** What to work on **
A: According to the forum discussion of COATS and cadet units, roughly how many officers are in the CIC?
B: In the forum discussion of COATS and cadet units, rewrite the passage from "Time will tell" up to and including "(3 Dec 2009)", substituting "bulk" for "majority".
C: Proceed with the forum discussion of COATS and cadet units, continuing from the point where it stops.

** Provided text **

-=-=-=-=-

The CIC is a large branch, about 7000 officers.  At that size I don't think we'll see CIC officers replaced in cadet units with officers from other occupations in huge percetages.  Also, I suspect that officers wishing to serve in cadet units will have, at some point, to remuster to CIC or see limitations on their career progression.  Just as a CIC officer would not normally be employed in the MCR of a ship, a marine engineering officer would not normally be employed as the training officer (e.g.) in a cadet corps.

There are significant numbers of officers and NCMs in the regional cadet support unit HQs and their area detachments, as well as in the Directorate of Cadets in NDHQ.  Part of the COATS concept would allow ongoing service in those environments.  As an example, there are several RMS clerks in an RCSU HQ.  Some could be Reg F members on a three-year (or whatever) posting, but there could also be the option to employ RMS clerks who had CT'd from the Reg F to COATS in some of those positions.  Examples might include a the clerk who had been injured overseas and would not meet the medical requirements for continued Reg F service, or one who found a jammy posting at the HQ and was willing to give up Reg F membership to become a serial Class B reservist in that position.

Time will tell just how it works out.  But I certainly wouldn't anticipate seeing the majority of cadet unit positions filled by non-CIC COATS members.


----------



## cdn031 (3 Dec 2009)

Does this strike anyone else as a formalization of what we in Ontario always jokingly refered as "5 RCR" - i.e. the COATS as a place for soldiers to go to when they no longer fit in the big machine?

In an ideal world this would be a great placement for competent officers and NCOs to still contribute after an injury, presumably suffered overseas, prevents that member from serving otherwise. I like this idea. the operative word is Competent.

But there is a dark side - that this could become a collecting point for those being pushed out for job performance reasons - the land of broken toys.  Don't be so quick to throw stones at this concept. If I was a career manager or unit commander, I would be very tempting to transfer (or encourage) a non-performer to move to the Cadet backwaters, where he/she could be a bigshot.

-=-=-=-=-

(Stored dataset items)
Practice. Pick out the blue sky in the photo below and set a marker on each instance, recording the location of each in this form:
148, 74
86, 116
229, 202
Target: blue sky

-=-=-=-=-

** Solved problems **
A: About 7000 officers.

B:
Time will tell just how it works out.  But I certainly wouldn't anticipate seeing the bulk of cadet unit positions filled by non-CIC COATS members.


----------



## cdn031 (3 Dec 2009)

C:
My sense is that we won't see any of these folks at  the Corps level, but rather at the area, region, and NDHQ staff. 

The Cadet World is fragile enough as it is - this concerns me


----------



## LineJumper (17 Feb 2010)

Hmmm, this is really quite interesting. I think it's a great initiative, specifically for those members that wish to give back to the cadet movement. I've done alot of volunteering with cadets since I aged out of the organization and think this is fantastic for those few of us that never want to be an officer. (Not that officers are bad things ) It would be interesting to see in which capacity the NCO would be utilized.


----------



## Northalbertan (21 Feb 2010)

I  agree that it is unlikely we will see CIC NCMs at the corps level.  There are several reasons.  A lot of cadet corps are far outside any reasonable driving distance from a reg force or reserve unit.  Administratively, cadet corps are not set up to have NCMs on strength.  The only place I can see them being utilized would be at Detachment level or CSTCs where their training and expertise would have relevance.


----------



## catalyst (21 Feb 2010)

The NCMs will not be CIC NCMs - they have a separate mosid for GS Offr and GS NCM within COATS. It all depends on personnel requirements. These folks are a different can of fish from the regf/res unit volunteers some corps have. These are NCMs/Officers who serve in a separate sub-component of the reserve force. 

They do exist -  in BC there are several CWOs, WOs and various other NCMs on strength with cadet corps. This way they don't have to go to the SR they can component transfer to COATS.  They occupy various positions as AdminO, TrgO, SupO, etc.  They have been, and can be utilized at the corps level.   

What about an ex regF WO Supply Tech who has retired to middleofknowhwere, BC - a great way to engage his skills (if he's willing, that is).


----------



## Northalbertan (21 Feb 2010)

I stand corrected.  

Don't get me wrong, I am very supportive of this idea.  I think it is a great opportunity for the COATS component to be be able to take advantage of the many years of experience these people would bring to us.  The more knowledge the better.


----------



## Northalbertan (31 Jul 2010)

I am posting this to prove Army sailors point.
We are CTing a recently retired RF Sgt into the unit from the supp reserve.  We are fortunate to be able to take advantage of his training and experience and consider ourselves lucky he would like to help out.  He is of course very happy that he can keep his regimental affiliation.

I personally am very happy that COATS now exists so we can take advantage of individuals like this.  What a lost opportunity this may have been.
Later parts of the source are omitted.